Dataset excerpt
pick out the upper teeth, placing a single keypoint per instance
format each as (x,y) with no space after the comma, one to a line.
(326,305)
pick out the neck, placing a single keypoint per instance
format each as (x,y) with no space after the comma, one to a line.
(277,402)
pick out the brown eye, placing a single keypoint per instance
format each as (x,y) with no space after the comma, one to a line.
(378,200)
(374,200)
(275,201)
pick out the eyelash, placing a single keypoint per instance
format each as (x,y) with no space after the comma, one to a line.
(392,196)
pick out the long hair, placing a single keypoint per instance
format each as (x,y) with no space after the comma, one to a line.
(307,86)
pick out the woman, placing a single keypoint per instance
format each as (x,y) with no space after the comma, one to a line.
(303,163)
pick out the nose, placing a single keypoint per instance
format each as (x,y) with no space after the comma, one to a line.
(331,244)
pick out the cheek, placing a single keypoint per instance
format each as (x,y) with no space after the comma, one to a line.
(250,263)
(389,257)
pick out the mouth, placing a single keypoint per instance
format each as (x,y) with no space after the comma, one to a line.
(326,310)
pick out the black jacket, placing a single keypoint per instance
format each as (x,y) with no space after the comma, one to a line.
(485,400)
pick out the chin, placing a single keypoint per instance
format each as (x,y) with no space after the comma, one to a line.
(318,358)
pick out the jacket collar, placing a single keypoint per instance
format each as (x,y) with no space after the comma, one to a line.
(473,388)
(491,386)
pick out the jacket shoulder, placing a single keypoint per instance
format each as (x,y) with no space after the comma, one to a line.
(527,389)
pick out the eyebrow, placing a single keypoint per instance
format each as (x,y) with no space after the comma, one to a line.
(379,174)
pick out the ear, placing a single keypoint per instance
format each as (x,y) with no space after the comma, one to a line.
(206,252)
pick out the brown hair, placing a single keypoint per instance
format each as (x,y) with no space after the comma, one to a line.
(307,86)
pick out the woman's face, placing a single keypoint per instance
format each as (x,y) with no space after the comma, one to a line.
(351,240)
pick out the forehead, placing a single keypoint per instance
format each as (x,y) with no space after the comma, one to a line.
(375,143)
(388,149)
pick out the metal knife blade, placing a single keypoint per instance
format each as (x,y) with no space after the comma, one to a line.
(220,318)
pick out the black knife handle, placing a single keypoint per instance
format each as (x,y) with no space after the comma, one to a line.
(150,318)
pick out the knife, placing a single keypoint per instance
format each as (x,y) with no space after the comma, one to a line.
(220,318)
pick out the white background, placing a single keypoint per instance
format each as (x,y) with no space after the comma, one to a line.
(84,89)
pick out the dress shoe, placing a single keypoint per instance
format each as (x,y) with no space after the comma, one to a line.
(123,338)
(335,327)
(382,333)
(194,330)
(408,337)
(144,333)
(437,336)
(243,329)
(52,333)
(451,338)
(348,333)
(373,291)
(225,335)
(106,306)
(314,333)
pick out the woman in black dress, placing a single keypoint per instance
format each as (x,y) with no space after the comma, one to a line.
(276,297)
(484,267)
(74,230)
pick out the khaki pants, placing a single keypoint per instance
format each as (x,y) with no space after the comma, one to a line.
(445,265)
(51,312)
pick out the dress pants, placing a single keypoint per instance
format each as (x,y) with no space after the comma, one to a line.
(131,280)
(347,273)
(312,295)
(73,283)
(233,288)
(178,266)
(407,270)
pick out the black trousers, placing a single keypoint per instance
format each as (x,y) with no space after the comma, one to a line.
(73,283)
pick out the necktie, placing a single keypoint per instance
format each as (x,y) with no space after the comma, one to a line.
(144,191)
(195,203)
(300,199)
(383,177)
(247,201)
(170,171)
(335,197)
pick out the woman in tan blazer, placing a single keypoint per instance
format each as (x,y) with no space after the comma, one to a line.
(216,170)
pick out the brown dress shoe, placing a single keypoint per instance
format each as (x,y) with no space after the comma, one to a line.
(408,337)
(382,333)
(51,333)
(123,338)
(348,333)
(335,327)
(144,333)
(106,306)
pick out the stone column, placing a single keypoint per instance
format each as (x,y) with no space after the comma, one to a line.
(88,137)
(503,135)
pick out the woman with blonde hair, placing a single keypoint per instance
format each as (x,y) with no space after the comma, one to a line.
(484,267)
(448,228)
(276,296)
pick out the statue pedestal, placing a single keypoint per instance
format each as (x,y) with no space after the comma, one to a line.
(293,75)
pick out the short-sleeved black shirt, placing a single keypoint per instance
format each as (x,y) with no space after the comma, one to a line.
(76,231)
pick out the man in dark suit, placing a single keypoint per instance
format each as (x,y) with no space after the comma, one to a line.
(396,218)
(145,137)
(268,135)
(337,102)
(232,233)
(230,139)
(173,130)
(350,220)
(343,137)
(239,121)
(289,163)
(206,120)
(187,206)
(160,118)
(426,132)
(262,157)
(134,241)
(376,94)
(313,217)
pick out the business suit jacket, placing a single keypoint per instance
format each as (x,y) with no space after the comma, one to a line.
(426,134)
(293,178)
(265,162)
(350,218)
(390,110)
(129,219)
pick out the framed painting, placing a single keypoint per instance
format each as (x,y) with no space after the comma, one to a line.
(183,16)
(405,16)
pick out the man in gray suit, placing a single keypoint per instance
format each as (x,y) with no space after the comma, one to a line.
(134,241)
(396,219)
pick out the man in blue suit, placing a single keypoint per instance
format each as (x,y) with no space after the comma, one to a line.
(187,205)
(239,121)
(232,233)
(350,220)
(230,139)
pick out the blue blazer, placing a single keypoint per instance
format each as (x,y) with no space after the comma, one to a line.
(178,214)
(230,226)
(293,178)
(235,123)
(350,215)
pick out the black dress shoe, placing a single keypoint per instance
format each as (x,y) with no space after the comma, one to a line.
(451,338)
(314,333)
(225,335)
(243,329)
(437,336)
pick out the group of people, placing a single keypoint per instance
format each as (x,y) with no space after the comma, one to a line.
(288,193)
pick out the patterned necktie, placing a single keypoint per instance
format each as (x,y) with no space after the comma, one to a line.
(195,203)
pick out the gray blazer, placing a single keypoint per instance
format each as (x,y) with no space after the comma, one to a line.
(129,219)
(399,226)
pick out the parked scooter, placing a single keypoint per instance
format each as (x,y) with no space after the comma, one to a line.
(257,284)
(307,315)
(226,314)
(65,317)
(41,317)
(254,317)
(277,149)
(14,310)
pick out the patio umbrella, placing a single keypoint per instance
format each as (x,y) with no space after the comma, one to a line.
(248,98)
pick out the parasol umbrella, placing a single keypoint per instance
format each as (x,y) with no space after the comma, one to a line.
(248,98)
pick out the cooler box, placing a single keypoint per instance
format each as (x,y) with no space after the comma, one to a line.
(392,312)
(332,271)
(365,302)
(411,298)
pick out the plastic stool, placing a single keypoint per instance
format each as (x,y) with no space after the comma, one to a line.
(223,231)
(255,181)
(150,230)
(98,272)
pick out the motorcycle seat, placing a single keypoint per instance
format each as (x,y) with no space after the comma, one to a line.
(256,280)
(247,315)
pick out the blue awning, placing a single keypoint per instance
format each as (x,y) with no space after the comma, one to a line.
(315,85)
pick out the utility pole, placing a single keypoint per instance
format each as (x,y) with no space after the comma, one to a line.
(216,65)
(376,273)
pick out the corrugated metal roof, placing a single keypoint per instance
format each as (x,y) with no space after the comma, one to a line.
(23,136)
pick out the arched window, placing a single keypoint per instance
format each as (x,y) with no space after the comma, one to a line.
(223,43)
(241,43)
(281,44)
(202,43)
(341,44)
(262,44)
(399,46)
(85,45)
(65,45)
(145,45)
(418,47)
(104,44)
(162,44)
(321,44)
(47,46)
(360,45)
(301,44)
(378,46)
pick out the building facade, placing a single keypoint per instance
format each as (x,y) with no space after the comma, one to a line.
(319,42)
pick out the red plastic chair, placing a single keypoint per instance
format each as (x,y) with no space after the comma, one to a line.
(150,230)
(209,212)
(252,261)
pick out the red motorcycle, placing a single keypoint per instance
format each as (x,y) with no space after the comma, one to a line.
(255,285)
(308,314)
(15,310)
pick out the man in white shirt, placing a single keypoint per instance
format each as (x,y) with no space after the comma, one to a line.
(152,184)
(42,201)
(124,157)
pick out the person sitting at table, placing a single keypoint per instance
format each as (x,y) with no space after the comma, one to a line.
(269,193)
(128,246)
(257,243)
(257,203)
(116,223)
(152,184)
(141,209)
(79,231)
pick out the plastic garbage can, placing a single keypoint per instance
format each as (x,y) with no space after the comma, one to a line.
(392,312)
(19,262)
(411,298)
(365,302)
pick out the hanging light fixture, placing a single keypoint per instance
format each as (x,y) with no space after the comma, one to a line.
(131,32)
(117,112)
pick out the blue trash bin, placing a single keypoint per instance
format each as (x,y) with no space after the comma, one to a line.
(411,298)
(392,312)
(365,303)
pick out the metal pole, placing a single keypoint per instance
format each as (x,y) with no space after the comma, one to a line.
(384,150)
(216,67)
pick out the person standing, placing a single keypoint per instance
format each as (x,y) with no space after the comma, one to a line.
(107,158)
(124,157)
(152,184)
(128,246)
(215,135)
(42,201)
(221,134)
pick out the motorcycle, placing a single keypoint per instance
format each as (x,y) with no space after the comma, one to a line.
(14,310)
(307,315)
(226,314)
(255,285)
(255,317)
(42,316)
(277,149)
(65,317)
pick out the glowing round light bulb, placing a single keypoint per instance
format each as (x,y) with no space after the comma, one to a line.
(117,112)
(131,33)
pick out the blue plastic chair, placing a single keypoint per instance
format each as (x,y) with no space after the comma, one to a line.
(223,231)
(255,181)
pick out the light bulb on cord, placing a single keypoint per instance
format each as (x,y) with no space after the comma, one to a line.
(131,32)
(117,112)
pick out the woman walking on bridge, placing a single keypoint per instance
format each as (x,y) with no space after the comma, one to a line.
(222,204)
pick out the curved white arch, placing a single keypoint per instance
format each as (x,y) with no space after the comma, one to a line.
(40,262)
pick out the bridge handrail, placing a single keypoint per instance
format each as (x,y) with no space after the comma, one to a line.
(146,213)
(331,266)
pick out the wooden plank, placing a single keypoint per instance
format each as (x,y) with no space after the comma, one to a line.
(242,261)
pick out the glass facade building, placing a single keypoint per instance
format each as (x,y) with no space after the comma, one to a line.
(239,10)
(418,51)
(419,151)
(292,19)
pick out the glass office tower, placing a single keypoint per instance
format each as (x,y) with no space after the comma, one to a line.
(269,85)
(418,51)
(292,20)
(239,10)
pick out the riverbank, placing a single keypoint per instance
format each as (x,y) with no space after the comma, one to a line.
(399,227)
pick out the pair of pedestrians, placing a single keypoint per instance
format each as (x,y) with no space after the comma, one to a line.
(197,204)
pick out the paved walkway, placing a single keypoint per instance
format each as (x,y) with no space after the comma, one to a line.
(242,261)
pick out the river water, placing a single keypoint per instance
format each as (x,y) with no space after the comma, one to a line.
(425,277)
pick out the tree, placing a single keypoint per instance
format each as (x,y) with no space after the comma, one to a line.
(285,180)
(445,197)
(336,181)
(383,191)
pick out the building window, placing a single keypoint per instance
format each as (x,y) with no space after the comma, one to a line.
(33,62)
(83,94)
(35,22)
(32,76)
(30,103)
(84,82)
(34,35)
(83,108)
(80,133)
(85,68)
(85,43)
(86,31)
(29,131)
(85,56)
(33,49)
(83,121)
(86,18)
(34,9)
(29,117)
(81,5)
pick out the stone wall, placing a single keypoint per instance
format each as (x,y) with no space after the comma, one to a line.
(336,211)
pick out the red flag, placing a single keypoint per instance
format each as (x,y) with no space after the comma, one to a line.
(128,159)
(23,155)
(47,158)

▸ **Required work**
Return, word for word, each line from the line that contains "pick out the river water, placing" to the end of the listing above; include both end lines and nothing else.

▸ **Exercise result**
pick out the river water, placing a single keypoint per instance
format each as (x,y) with no space after the comma, one to a line.
(425,277)
pick out the tree, placing a single keypoint per instance
format each as (x,y) with no space after the comma, one to a line.
(285,180)
(445,197)
(336,181)
(383,191)
pick out the building window, placing a single keypoint per instance
format each as (x,y) with no space after the comma, one to a line.
(33,62)
(83,94)
(35,22)
(32,76)
(30,103)
(84,82)
(34,35)
(83,108)
(80,133)
(85,68)
(85,43)
(86,31)
(29,131)
(85,56)
(33,49)
(83,121)
(86,18)
(34,9)
(29,117)
(81,5)
pick out the stone wall, placing a single keypoint per instance
format each as (x,y) with no space after the comma, one to a line.
(336,211)
pick out the red flag, placing a single keypoint per instance
format each as (x,y) with no space after the comma, one to a line.
(128,159)
(23,155)
(47,158)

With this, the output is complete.